> Task prompt
Write these lines out again with "knee" substituted by "elbow" and everything else unchanged. Leave the pictures out of your answer.

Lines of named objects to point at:
<<<<

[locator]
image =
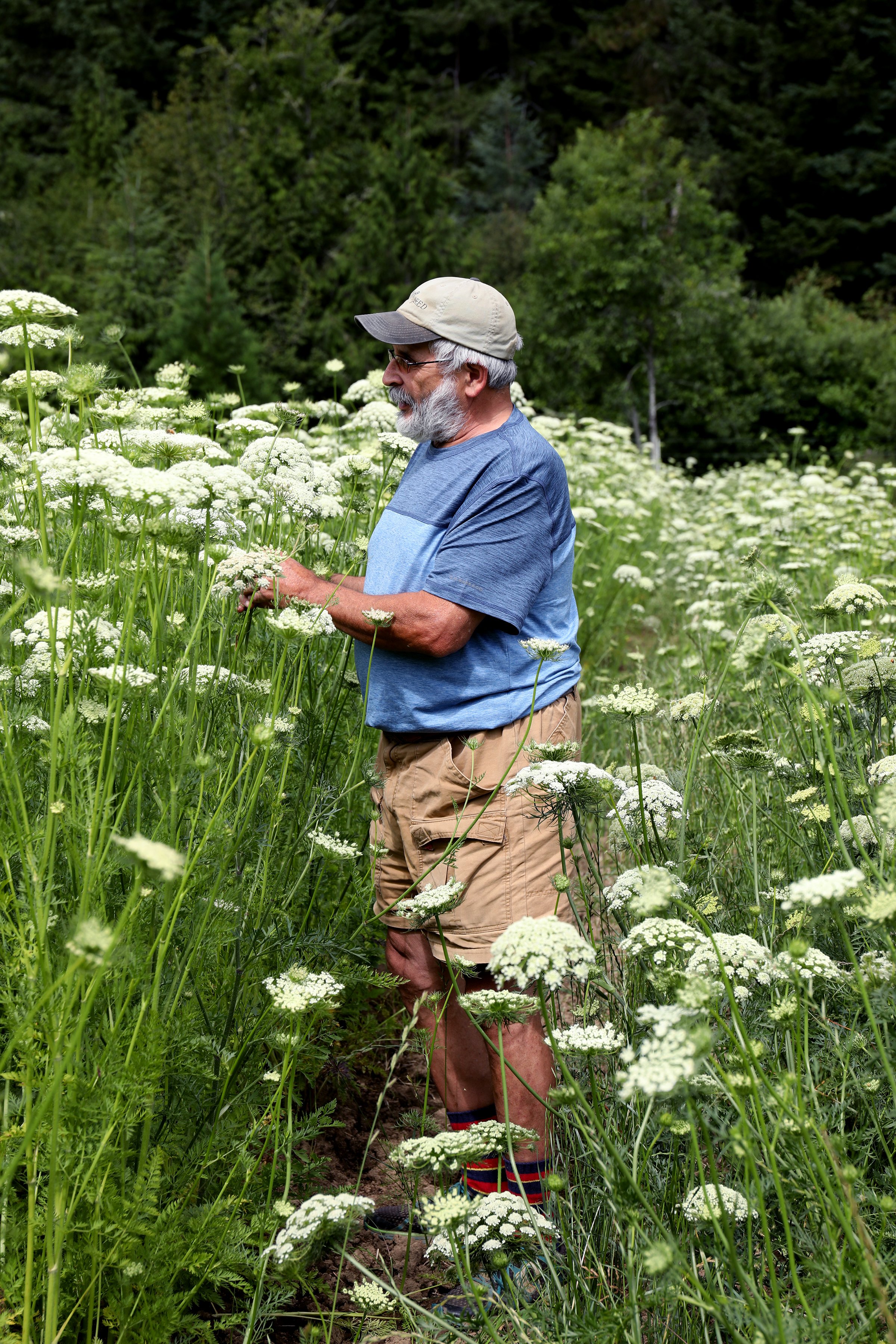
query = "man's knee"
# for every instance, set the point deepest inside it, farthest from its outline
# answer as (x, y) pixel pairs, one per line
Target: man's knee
(410, 956)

>>>>

> Result for this task
[locator]
image =
query = "man's elbow"
# for every instance, set the point deepest inside it, farthest from its outline
# answer as (x, y) pixel pairs, one per line
Target: man's elbow
(410, 956)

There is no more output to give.